- _Task set_
- A) From the omnimodal encoder page, copy word for word the part that opens with the words containing "Omnimodal — four" and closes with "sample per modality.".
- B) In the omnimodal encoder page, how many scenes does the exhibit rotate through, and what are they?
- C) Write the next part of the omnimodal encoder page, picking up after its last line.

- _Page extract_

━━━━━━

Omnimodal — four modalities, one shape-key space

Text, image, audio, and video each ride a deterministic encoder — trigram bag, 8×8 cell bind, FFT-band bag, and per-frame image-bind plus temporal permute-and-bundle for video. All four produce a 10 000-dim bipolar HDC hypervector in the same space. The 4×4 matrix at the bottom is the cosine between every pair of encoder outputs; it is recomputed every frame and is the proof that the cross-modal projection works as a substrate property — no joint training, no shared encoder. The exhibit rotates through three scenes (circle / square / diagonal); each scene supplies one sample per modality.

view the kernel that wrote this receipt crates/mathground-view/src/modal.rs
//! Modality routers: four deterministic encoders that all project into
//! the same HDC shape-key space.
//!
//! - **Text**: trigram bag → bundle of seeded random hypervectors.
//! - **Image**: 8×8 intensity grid → cell-level (level ⊗ position) bind,
//!              then bundle.
//! - **Audio**: log-magnitude FFT spectrum → spectrum-band bag (bind
//!              band-id with magnitude level, bundle bands).
//! - **Video**: keyframes → per-frame image-encoding → temporal
//!              permute-and-bundle (Plate-style sequence binding).
//!

━━━━━━

(Rows from a pointing dataset)
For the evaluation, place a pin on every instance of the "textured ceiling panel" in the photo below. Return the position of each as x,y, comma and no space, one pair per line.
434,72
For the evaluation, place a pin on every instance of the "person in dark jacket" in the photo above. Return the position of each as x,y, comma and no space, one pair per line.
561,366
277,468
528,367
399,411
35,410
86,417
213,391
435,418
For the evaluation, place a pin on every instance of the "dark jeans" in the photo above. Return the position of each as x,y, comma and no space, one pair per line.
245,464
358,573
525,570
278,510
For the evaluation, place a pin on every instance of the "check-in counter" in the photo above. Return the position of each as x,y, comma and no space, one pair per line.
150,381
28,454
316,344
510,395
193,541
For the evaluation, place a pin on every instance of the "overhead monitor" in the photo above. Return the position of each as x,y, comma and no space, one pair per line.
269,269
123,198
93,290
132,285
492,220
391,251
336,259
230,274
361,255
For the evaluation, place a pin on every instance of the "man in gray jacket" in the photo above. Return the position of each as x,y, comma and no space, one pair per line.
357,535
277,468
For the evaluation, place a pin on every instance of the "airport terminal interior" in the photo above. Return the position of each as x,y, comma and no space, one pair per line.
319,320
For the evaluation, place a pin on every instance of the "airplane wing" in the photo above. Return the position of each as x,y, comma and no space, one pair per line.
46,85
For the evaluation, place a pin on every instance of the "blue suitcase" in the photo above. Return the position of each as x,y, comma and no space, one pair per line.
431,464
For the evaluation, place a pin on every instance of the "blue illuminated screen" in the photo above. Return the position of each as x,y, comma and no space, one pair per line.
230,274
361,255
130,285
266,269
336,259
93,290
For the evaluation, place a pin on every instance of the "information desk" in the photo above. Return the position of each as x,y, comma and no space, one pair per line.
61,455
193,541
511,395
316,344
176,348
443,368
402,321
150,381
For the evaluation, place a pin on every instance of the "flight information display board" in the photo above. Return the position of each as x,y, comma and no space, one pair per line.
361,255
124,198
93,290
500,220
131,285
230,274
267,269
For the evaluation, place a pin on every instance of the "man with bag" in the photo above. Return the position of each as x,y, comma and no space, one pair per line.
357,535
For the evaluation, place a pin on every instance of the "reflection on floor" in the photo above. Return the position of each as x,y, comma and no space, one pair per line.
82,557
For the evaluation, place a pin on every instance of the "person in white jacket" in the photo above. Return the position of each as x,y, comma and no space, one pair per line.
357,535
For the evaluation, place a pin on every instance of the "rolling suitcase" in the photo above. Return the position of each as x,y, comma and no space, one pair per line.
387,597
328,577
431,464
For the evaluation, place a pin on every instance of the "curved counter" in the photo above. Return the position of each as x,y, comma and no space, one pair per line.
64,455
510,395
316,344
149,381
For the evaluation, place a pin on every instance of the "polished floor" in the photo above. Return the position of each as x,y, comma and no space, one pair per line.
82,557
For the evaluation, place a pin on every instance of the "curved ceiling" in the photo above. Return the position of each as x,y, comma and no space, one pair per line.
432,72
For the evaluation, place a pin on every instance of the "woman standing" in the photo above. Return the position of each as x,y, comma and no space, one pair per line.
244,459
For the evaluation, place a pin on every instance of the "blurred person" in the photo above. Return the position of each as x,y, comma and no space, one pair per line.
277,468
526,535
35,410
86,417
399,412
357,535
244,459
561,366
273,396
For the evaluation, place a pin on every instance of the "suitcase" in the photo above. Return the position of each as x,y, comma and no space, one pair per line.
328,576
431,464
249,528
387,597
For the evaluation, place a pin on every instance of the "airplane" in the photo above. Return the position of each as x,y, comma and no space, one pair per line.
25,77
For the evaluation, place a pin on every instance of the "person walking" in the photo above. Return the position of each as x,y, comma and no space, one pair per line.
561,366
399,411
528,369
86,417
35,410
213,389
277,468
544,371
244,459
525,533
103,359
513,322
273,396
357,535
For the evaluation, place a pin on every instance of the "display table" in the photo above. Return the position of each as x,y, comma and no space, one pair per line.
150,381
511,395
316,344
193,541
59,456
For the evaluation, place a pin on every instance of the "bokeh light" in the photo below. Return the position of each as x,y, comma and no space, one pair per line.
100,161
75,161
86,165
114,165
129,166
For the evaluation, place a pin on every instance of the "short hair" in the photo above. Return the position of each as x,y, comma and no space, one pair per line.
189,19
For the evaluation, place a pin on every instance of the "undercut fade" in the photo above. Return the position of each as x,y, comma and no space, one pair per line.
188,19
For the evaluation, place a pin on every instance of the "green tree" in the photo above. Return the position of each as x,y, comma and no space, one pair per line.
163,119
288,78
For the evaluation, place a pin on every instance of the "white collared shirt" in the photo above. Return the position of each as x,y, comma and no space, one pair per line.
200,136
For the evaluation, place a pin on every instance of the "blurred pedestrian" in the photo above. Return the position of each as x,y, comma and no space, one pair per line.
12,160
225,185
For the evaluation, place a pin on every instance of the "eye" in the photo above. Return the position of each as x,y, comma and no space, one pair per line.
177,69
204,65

━━━━━━

- _Per-task answers_
- A)
Omnimodal — four modalities, one shape-key space

Text, image, audio, and video each ride a deterministic encoder — trigram bag, 8×8 cell bind, FFT-band bag, and per-frame image-bind plus temporal permute-and-bundle for video. All four produce a 10 000-dim bipolar HDC hypervector in the same space. The 4×4 matrix at the bottom is the cosine between every pair of encoder outputs; it is recomputed every frame and is the proof that the cross-modal projection works as a substrate property — no joint training, no shared encoder. The exhibit rotates through three scenes (circle / square / diagonal); each scene supplies one sample per modality.

- B) Three scenes: circle, square, and diagonal.

- C)
//! All four produce an `Hv` of dimension `HDC_DIM`. Cross-modal cosine
//! similarity is then a meaningful number: an image of a square and the
//! text "square" produce hypervectors whose cosine is much higher than
//! a random pair, because both projects share atom hypervectors in the
//! same algebraic space.
//!
//! The atom-hypervector seeds are derived from BLAKE3-truncated keys,
//! so the same atom (e.g. "circle", "low-frequency", grid-cell (3,4))
//! always seeds the same hypervector — making the encoders deterministic
//! and the cross-modal alignment a substrate property, not a learned one.

use blake3;

use crate::fft::fft_in_place;
use crate::hdc::{bitops_bind, bitops_bundle, bitops_permute, Hv, HDC_DIM};

/// Stable seed for an atom identified by a string key.
fn seed(key: &str) -> u64 {
    let h = blake3::hash(key.as_bytes());
    let b = h.as_bytes();
    u64::from_le_bytes([b[0], b[1], b[2], b[3], b[4], b[5], b[6], b[7]])
}

/// Per-encoding report: the resulting hypervector + the bit-ops cost.
pub struct ModalReport {
    pub hv: Hv,
    pub bit_ops: u64,
}

// ── Text ──────────────────────────────────────────────────────────────

/// Trigram-bag encoding. Each trigram seeds a hypervector; all are
/// bundled. Cheap, order-insensitive (deliberately — the order story
/// is on the temporal side for video).
pub fn encode_text(text: &str) -> ModalReport {
    let lower: String = text.to_lowercase();
    // Lower-case, whitespace-collapse, then walk trigrams over characters.
    let normalized: String = lower
        .split_whitespace()
        .collect::<Vec<_>>()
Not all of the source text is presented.